AIM: Your task is to return the line containing "point: goalie leg" plus every line after it, exactly and with nothing added.
■ ■ ■ ■ ■
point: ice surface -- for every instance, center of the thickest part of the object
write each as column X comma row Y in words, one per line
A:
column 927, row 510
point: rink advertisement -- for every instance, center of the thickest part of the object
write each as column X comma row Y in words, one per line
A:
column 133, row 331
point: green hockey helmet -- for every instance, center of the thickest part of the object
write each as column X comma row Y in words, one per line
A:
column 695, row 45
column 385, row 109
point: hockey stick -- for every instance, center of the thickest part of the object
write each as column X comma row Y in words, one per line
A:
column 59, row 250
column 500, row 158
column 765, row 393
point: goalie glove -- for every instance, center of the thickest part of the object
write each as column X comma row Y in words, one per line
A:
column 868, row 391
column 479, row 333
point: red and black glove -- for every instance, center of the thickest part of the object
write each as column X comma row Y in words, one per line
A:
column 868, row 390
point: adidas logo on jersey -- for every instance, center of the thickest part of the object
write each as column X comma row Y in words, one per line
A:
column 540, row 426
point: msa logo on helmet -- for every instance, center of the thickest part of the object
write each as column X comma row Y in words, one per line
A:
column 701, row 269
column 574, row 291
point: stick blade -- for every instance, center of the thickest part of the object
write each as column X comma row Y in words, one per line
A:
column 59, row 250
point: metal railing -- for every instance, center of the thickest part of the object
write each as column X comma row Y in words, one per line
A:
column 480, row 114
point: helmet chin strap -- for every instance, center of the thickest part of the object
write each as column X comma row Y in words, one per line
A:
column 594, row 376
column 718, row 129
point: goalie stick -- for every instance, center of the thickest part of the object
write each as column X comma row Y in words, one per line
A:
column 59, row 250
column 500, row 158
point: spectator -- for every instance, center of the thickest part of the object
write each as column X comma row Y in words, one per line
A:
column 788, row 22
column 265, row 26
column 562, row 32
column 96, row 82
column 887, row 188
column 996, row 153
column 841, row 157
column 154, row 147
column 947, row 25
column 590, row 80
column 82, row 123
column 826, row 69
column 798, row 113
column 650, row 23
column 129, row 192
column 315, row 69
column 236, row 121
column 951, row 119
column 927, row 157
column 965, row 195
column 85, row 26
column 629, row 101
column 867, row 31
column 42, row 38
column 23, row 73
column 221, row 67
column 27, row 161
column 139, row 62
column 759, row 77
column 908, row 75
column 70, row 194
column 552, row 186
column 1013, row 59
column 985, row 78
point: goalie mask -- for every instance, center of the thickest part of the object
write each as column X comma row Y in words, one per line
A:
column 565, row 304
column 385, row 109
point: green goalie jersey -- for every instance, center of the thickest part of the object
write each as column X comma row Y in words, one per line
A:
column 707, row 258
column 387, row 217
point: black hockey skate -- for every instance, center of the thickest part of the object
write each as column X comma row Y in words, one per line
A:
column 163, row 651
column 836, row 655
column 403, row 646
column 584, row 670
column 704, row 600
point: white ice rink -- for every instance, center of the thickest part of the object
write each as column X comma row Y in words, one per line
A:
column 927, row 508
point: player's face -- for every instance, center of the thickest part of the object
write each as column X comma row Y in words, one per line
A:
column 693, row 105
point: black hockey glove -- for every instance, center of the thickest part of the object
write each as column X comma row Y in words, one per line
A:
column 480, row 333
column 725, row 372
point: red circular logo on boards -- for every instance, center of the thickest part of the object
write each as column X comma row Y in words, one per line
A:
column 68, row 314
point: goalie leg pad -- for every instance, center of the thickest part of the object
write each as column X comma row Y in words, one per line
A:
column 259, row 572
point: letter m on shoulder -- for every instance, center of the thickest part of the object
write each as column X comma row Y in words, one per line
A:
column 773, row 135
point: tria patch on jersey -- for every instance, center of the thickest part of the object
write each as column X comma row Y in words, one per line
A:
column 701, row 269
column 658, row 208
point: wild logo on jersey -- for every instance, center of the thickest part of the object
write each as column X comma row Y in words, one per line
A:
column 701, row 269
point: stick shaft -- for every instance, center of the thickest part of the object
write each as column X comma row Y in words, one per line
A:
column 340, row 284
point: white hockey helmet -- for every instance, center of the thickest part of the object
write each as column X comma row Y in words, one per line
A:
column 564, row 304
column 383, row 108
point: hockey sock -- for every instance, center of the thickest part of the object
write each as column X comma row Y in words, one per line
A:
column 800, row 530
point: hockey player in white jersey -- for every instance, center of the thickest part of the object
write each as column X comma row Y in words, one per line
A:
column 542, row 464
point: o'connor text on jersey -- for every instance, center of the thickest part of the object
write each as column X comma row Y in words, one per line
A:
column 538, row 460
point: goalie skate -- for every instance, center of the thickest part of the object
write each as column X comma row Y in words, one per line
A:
■ ■ ■ ■ ■
TASK RESPONSE:
point: goalie leg pad -- for every instance, center of the thickest part of the object
write each as column X comma row Y in words, one per line
A:
column 259, row 572
point: letter m on shoulder -- for every instance, center of the thickest part of the object
write each as column X comma row Y in words, one per line
A:
column 773, row 135
point: tria patch on jersey -- for every instance, center of the thickest part of the object
write each as column X comma row Y in words, one per line
A:
column 701, row 269
column 658, row 208
point: wild logo on jersey -- for every instance, center of the thickest part of the object
write each as column X comma row Y in words, one per line
A:
column 701, row 269
point: stick shaft -- for every instance, center of the thickest part of the object
write each as column X comma row Y in words, one per line
A:
column 340, row 284
point: white hockey helmet -- for every instance, center of the thickest part of the object
write each as column X comma row Y in words, one per line
A:
column 564, row 304
column 383, row 108
point: hockey sock -- for every instance, center of the thickest part of the object
write each as column X comma row Y in words, one per line
A:
column 800, row 530
point: hockey player in white jersey -- for every instance, center of the thickest part of the object
write each as column X comma row Y in words, one per line
A:
column 542, row 464
point: o'connor text on jersey -- for every instance, center of the thickest part of the object
write each as column X comma row Y in words, one per line
A:
column 538, row 460
point: goalie skate -- for every instance, center of the thickest part of the object
write each as column X comma row Y in words, one per line
A:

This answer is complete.